EXERCISE AIM:
Retype every one of the entries below line for line, without changing anything, but omit the pictures from your copy.

AVAILABLE RECORDS:
· · ·

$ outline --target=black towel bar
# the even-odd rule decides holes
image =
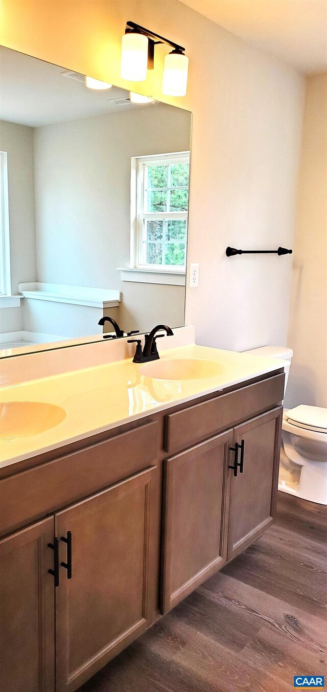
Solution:
[[[287,248],[279,248],[278,250],[236,250],[236,248],[226,248],[227,257],[233,255],[292,255],[292,251]]]

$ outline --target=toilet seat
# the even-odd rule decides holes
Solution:
[[[290,426],[327,435],[327,408],[302,405],[286,411],[283,418]]]

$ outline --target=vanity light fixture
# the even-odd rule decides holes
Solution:
[[[147,70],[153,68],[154,46],[158,44],[167,44],[173,48],[165,58],[162,93],[168,96],[185,96],[189,69],[185,48],[134,21],[127,23],[122,38],[121,76],[131,82],[144,82]]]
[[[135,91],[129,92],[129,100],[132,103],[153,103],[153,101],[151,96],[143,96],[142,93],[136,93]]]
[[[99,91],[106,89],[111,89],[112,84],[108,82],[102,82],[101,80],[95,80],[93,77],[86,77],[85,84],[88,89],[97,89]]]
[[[185,96],[187,87],[189,59],[177,48],[165,58],[162,93],[167,96]]]
[[[122,38],[120,75],[129,82],[144,82],[147,79],[149,42],[137,30],[127,31]]]

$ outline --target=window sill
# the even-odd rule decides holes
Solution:
[[[20,307],[21,295],[0,295],[0,308]]]
[[[140,284],[166,284],[172,286],[185,286],[185,271],[168,269],[148,269],[146,267],[119,266],[122,281],[132,281]]]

· · ·

SOLUTION TO THE PROBLEM:
$ outline --target=black towel bar
# the even-odd rule decides holes
image =
Solution:
[[[287,248],[279,248],[278,250],[236,250],[236,248],[226,248],[227,257],[233,255],[292,255],[292,251]]]

$ outline --target=toilet seat
# the even-odd rule decides holes
Solution:
[[[290,426],[327,435],[327,408],[302,405],[286,411],[283,418]]]

$ outline --target=vanity light fixture
# the even-odd rule decides holes
Solution:
[[[147,70],[153,68],[154,46],[158,44],[167,44],[173,48],[165,58],[162,93],[168,96],[185,96],[189,69],[185,48],[134,21],[127,23],[122,38],[121,76],[131,82],[144,82]]]
[[[135,91],[129,92],[129,100],[132,103],[153,103],[153,101],[151,96],[143,96],[142,93],[136,93]]]
[[[99,91],[106,89],[111,89],[112,84],[108,82],[102,82],[101,80],[95,80],[93,77],[86,77],[85,84],[88,89],[97,89]]]
[[[185,96],[187,87],[189,59],[177,48],[165,58],[162,93],[167,96]]]
[[[122,38],[120,75],[129,82],[144,82],[147,79],[149,42],[137,30],[127,31]]]

$ outline --target=window sill
# the even-odd rule decides holes
Solution:
[[[20,307],[21,295],[0,295],[0,308]]]
[[[140,284],[166,284],[172,286],[185,286],[185,271],[168,269],[148,269],[146,267],[119,266],[122,281],[132,281]]]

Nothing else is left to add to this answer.